> Exercise requirements
A: Reproduce everything in the VFIO migration email from "[Date Prev][Date Next][Thread" down to "Stefan Hajnoczi wrote...".
B: Write the next part of the VFIO migration email, picking up right after its final sentence.

> Supplied passage
<<<<

[Top][All Lists]

[Date Prev][Date Next][Thread Prev][Thread Next][Date Index][Thread Index]

Re: VFIO Migration

From: Stefan Hajnoczi
Subject: Re: VFIO Migration
Date: Wed, 4 Nov 2020 11:10:24 +0000

On Tue, Nov 03, 2020 at 04:23:43PM +0100, Christophe de Dinechin wrote:
> On 2020-11-02 at 12:11 CET, Stefan Hajnoczi wrote...
> > There is discussion about VFIO migration in the "Re: Out-of-Process
> > Device Emulation session at KVM Forum 2020" thread. The current status
> > is that Kirti proposed a VFIO device region type for saving and loading
> > device state. There is currently no guidance on migrating between
> > different device versions or device implementations from different
> > vendors. This is known to be non-trivial and raised discussion about
> > whether it should really be handled by VFIO or centralized in QEMU.
> >
> > Below is a document that describes how to ensure migration compatibility
> > in VFIO. It does not require changes to the VFIO migration interface. It
> > can be used for both VFIO/mdev kernel devices and vfio-user devices.
> >
> > The idea is that the device state blob is opaque to the VMM but the same
> > level of migration compatibility that exists today is still available.
> >
> > I hope this will help us reach consensus and let us discuss specifics.
> >
> > If you followed the previous discussion, I changed the approach from
> > sending a magic constant in the device state blob to identifying device
> > models by URIs. Therefore the device state structure does not need to be
> > defined here - the critical information for ensuring device migration
> > compatibility is the device model and configuration defined below.
> >
> > Stefan
> > ---
> > VFIO Migration
> > ==============
> > This document describes how to save and load VFIO device states. Saving a
> > device state produces a snapshot of a VFIO device's state that can be loaded
> > again at a later point in time to resume the device from the snapshot.

>>>>

> Items listed in a dataset
<<<<

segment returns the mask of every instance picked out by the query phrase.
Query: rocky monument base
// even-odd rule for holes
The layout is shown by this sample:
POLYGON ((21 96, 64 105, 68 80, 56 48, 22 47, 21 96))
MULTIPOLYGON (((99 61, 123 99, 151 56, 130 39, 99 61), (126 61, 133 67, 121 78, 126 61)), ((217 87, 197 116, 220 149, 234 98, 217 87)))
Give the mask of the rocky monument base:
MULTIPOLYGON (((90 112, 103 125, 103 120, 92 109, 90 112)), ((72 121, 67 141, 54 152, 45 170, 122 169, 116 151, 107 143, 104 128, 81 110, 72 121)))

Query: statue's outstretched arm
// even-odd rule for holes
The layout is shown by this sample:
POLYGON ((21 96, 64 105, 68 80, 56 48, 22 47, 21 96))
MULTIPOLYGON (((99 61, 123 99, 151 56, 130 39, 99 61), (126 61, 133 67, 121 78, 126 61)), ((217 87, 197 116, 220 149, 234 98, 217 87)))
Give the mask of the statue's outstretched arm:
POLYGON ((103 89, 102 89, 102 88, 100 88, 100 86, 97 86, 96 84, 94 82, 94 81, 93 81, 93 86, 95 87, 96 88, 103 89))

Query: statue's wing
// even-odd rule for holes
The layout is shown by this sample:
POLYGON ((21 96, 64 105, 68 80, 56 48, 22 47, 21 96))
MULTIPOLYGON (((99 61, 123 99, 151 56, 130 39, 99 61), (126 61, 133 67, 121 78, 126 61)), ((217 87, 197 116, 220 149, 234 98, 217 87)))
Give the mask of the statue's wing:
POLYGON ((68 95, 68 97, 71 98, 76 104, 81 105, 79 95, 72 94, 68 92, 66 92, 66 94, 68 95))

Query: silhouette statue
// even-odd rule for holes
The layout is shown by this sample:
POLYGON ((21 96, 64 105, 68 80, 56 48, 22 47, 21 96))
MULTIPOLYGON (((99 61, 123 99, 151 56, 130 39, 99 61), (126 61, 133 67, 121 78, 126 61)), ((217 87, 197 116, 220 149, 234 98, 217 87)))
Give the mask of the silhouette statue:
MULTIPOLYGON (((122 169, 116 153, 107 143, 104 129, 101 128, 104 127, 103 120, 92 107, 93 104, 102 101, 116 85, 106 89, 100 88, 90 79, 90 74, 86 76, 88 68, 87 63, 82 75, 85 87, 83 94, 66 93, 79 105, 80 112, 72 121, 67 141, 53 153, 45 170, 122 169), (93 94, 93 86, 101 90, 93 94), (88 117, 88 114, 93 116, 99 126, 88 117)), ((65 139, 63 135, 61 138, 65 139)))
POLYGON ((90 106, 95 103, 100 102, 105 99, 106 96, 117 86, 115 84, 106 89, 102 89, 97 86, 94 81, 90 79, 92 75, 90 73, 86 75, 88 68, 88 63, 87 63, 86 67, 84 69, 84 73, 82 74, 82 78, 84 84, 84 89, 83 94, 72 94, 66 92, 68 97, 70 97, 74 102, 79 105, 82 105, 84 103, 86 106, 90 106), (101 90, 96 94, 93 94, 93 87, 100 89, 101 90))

>>>>

> Results by task
A:
[Date Prev][Date Next][Thread Prev][Thread Next][Date Index][Thread Index]

Re: VFIO Migration

From: Stefan Hajnoczi
Subject: Re: VFIO Migration
Date: Wed, 4 Nov 2020 11:10:24 +0000

On Tue, Nov 03, 2020 at 04:23:43PM +0100, Christophe de Dinechin wrote:
> On 2020-11-02 at 12:11 CET, Stefan Hajnoczi wrote...

B:
> >
> > The data representation of the device state is outside the scope of this
> > document.
> >
> > Overview
> > --------
> > The purpose of device states is to save the device at a point in time and 
> > then
> > restore the device back to the saved state later. This is more challenging 
> > than
> > it first appears.
> >
> > The process of saving a device state and loading it later is called
> > *migration*. The state may be loaded by the same device that saved it or by 
> > a
> > new instance of the device, possibly running on a different computer.
> >
> > It must be possible to migrate to a newer implementation of the device
> > as well as to an older implementation of the device. This allows users
> > to upgrade and roll back their systems.
> >
> > Migration can fail if loading the device state is not possible. It should 
> > fail
> > early with a clear error message. It must not appear to complete but leave 
> > the
> > device inoperable due to a migration problem.
> >
> > The rest of this document describes how these requirements can be met.
> >
> > Device Models
> > -------------
> > Devices have a *hardware interface* consisting of hardware registers,
> > interrupts, and so on.
> >
> > The hardware interface together with the device state representation is 
> > called
> > a *device model*. Device models can be assigned URIs such as
> > https://qemu.org/devices/e1000e to uniquely identify them.
> Like others, I think we should either
> a) Give a relatively strong requirement regarding what is at the URL in
> question, e.g. docs, maybe even a machine-readable schema describing
> configuration and state for the device. Leaving the option "there can be
> nothing here" is IMO asking for trouble.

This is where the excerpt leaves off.